# BRIEF
In duplicating the lines below, keep every word unchanged and drop the pictures.

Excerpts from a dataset
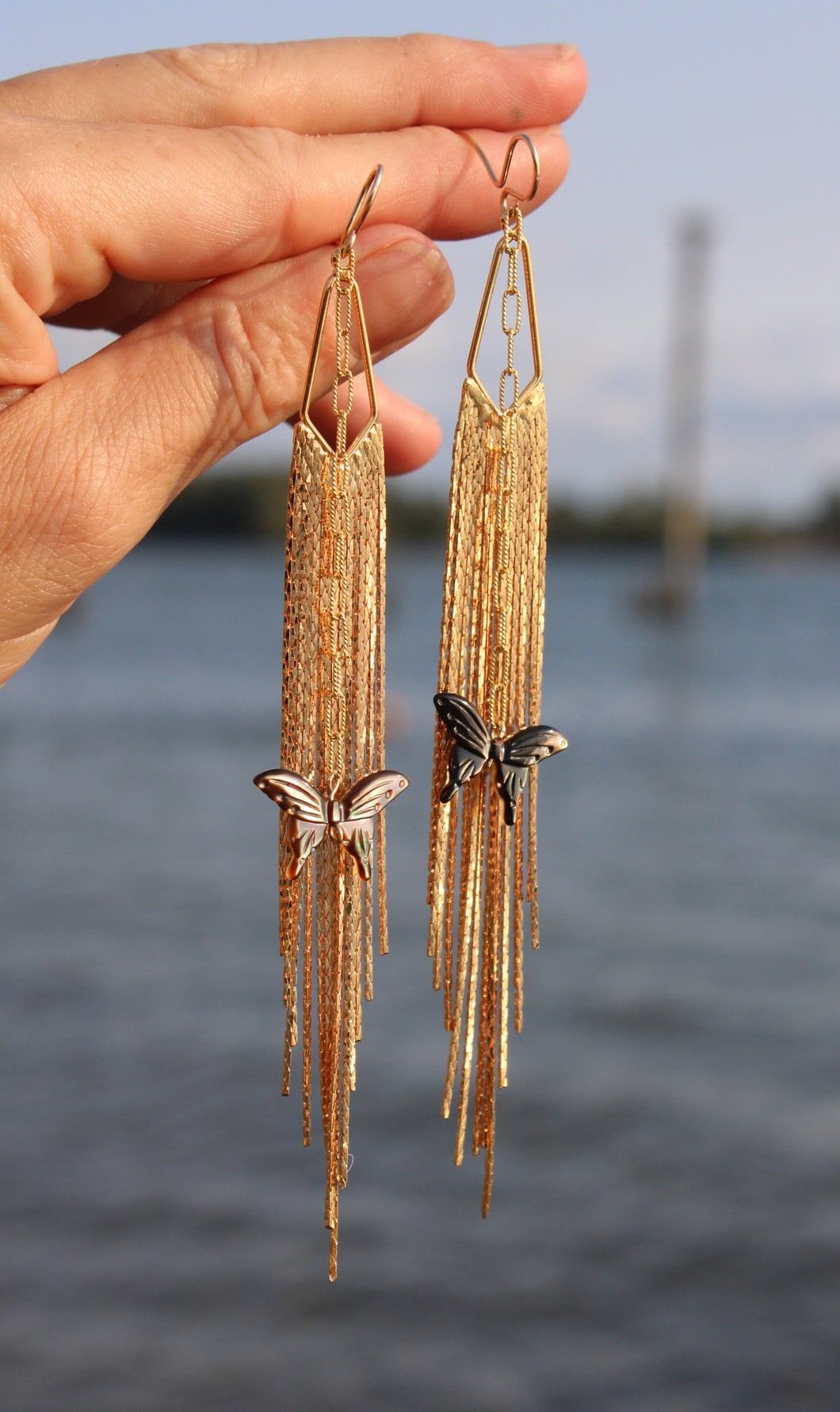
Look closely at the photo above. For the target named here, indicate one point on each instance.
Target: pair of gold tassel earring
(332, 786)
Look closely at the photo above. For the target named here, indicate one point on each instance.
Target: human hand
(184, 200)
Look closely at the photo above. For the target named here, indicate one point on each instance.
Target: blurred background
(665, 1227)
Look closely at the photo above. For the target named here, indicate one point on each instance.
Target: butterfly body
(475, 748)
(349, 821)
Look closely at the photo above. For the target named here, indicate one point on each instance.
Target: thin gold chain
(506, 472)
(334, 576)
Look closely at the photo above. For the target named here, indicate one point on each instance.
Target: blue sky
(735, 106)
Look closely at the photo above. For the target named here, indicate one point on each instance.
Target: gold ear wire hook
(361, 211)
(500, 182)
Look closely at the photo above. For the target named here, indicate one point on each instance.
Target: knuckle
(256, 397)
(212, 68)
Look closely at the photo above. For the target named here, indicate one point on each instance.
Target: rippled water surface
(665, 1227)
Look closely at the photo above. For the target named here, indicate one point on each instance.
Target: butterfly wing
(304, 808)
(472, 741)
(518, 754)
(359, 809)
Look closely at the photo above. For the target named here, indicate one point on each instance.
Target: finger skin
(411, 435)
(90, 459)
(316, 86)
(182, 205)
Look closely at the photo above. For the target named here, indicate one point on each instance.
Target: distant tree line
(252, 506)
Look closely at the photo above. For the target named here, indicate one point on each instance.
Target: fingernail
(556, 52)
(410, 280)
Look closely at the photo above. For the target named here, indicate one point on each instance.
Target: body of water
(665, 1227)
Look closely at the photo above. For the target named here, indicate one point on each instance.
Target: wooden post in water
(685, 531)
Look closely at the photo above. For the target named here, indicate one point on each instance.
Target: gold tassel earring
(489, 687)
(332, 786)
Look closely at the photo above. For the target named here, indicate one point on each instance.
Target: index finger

# RESPONSE BOX
Look closely at the photo above. For the target named here, indicate one point on each instance.
Target: pair of gold tassel earring
(332, 786)
Look closely at the photo above. For the target named here, indicate one point on each instance.
Target: human hand
(184, 200)
Look closely at the photo above. For the target named here, indicate one point on each instance.
Target: blurred background
(665, 1227)
Look closely at the photo above. For the target named here, indicate one point on each instance.
Target: butterfly body
(475, 748)
(349, 821)
Look closely at the photo above. For the target named here, indicate one point on each instance.
Target: thin gold chain
(506, 472)
(334, 576)
Look closely at the photo above. For the target named here, indicate one point on each instance.
Target: blue sky
(735, 106)
Look closely at the photo above. For the target named here, indicate one point on each instance.
Target: gold ear wire hook
(361, 211)
(500, 182)
Look closely at the photo above. For the target named here, indicate one point on each instance.
Target: knuckle
(256, 397)
(212, 68)
Look closely at the photo above. For the target named here, indicate one point on each instance.
Target: rippled water surface
(665, 1227)
Look closely at the photo above. For the target named here, indicate one point on each instance.
Target: butterfly wing
(304, 808)
(472, 741)
(518, 754)
(359, 809)
Look closely at the photo above. For the target named here, indicate one point on each instance.
Target: finger skin
(411, 435)
(90, 459)
(316, 86)
(182, 205)
Look closely at the photo above. For the target named here, indicate one point on each instance.
Target: distant tree line
(252, 506)
Look closely at the photo above. For the target named here, indicate one point on each instance.
Target: fingernail
(556, 52)
(410, 280)
Look closely at the photo above. For the target named here, indicate one point on each instance.
Target: body of water
(665, 1227)
Look closely at the photo above. For the target named here, indicate one point on each instance.
Target: wooden post in water
(685, 531)
Look closely at the photo above. For the target named here, indicate one point on each instance.
Target: gold tassel earring
(489, 687)
(332, 786)
Look closely at the photo above. For the target named here, indicate one point on each instance.
Target: index finger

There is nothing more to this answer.